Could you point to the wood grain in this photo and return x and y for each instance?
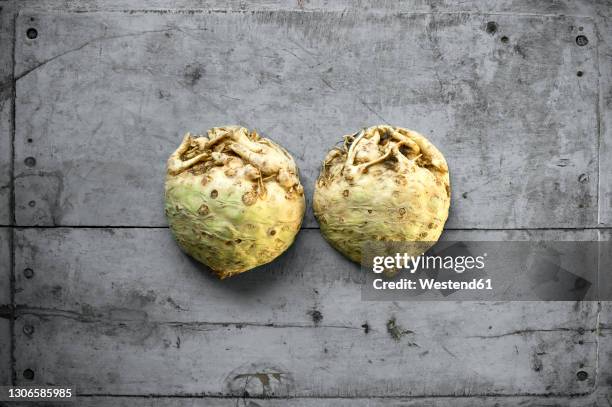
(6, 111)
(518, 401)
(107, 99)
(5, 301)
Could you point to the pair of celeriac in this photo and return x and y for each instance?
(234, 200)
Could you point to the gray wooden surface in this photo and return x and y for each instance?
(5, 301)
(6, 111)
(106, 90)
(265, 322)
(105, 97)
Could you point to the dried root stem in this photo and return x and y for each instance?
(234, 147)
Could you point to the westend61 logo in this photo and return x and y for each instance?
(404, 261)
(435, 272)
(487, 271)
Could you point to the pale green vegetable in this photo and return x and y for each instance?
(233, 199)
(386, 184)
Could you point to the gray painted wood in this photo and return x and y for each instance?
(136, 274)
(108, 294)
(5, 300)
(604, 381)
(107, 99)
(124, 312)
(179, 358)
(6, 110)
(531, 401)
(605, 77)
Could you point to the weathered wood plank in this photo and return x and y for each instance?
(6, 110)
(111, 357)
(530, 401)
(604, 380)
(604, 27)
(135, 307)
(106, 100)
(141, 274)
(5, 300)
(560, 8)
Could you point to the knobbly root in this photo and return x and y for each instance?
(224, 191)
(385, 184)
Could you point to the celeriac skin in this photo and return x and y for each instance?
(233, 199)
(386, 184)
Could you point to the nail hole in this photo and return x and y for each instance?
(28, 374)
(491, 27)
(582, 40)
(30, 161)
(32, 33)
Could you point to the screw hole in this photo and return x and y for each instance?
(28, 374)
(582, 40)
(32, 33)
(491, 27)
(30, 161)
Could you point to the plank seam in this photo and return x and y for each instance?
(312, 11)
(12, 210)
(390, 397)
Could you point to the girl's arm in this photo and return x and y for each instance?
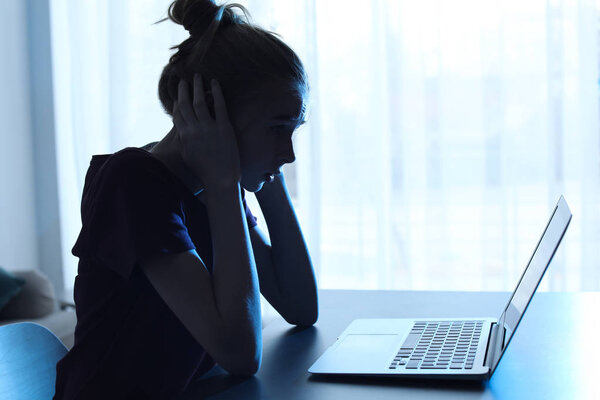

------------------------------------------------------------------------

Reproduce every line of the records above word for word, leaving out the pictures.

§ Task answer:
Could you point to the wood grain in this photo and return x and y for each instance?
(6, 111)
(518, 401)
(107, 99)
(5, 301)
Could you point to the pair of celeriac in this photo and return x and y for each instance?
(234, 200)
Could you point to the gray wooden surface in this photo and return x and y for each instance?
(5, 301)
(6, 111)
(106, 90)
(265, 322)
(105, 97)
Could you point to the dried root stem in this photo and return x and y for each instance?
(234, 147)
Could you point to the westend61 logo in this photo and return x and y for each instance?
(404, 261)
(435, 272)
(487, 271)
Could you point to the pale green vegetable in this photo and return x and y for each instance?
(233, 199)
(386, 184)
Could you point to the gray painted wood in this photo and return x and y for each instance?
(136, 274)
(108, 294)
(5, 300)
(604, 381)
(107, 99)
(124, 312)
(179, 358)
(6, 110)
(531, 401)
(605, 77)
Could you point to the weathered wood plank in this photo and return x and y for each instance?
(6, 110)
(111, 357)
(530, 401)
(604, 380)
(604, 27)
(135, 307)
(106, 100)
(141, 274)
(5, 300)
(560, 8)
Could you point to the knobbly root in this photo and return x and y for each instance?
(224, 191)
(385, 184)
Could you point to the celeriac skin in this photo and return x and y for each instance?
(233, 199)
(386, 184)
Could you point to the nail hole in this photo and return x and y for each instance?
(28, 374)
(491, 27)
(582, 40)
(30, 161)
(32, 33)
Could you point to the screw hole in this photo and return x and y for each instance?
(28, 374)
(582, 40)
(32, 33)
(491, 27)
(30, 161)
Could you point to the plank seam in this photo and return x and y for each instance?
(312, 11)
(12, 210)
(390, 397)
Could you point to the girl's arm in this photo and return x and y for each instance?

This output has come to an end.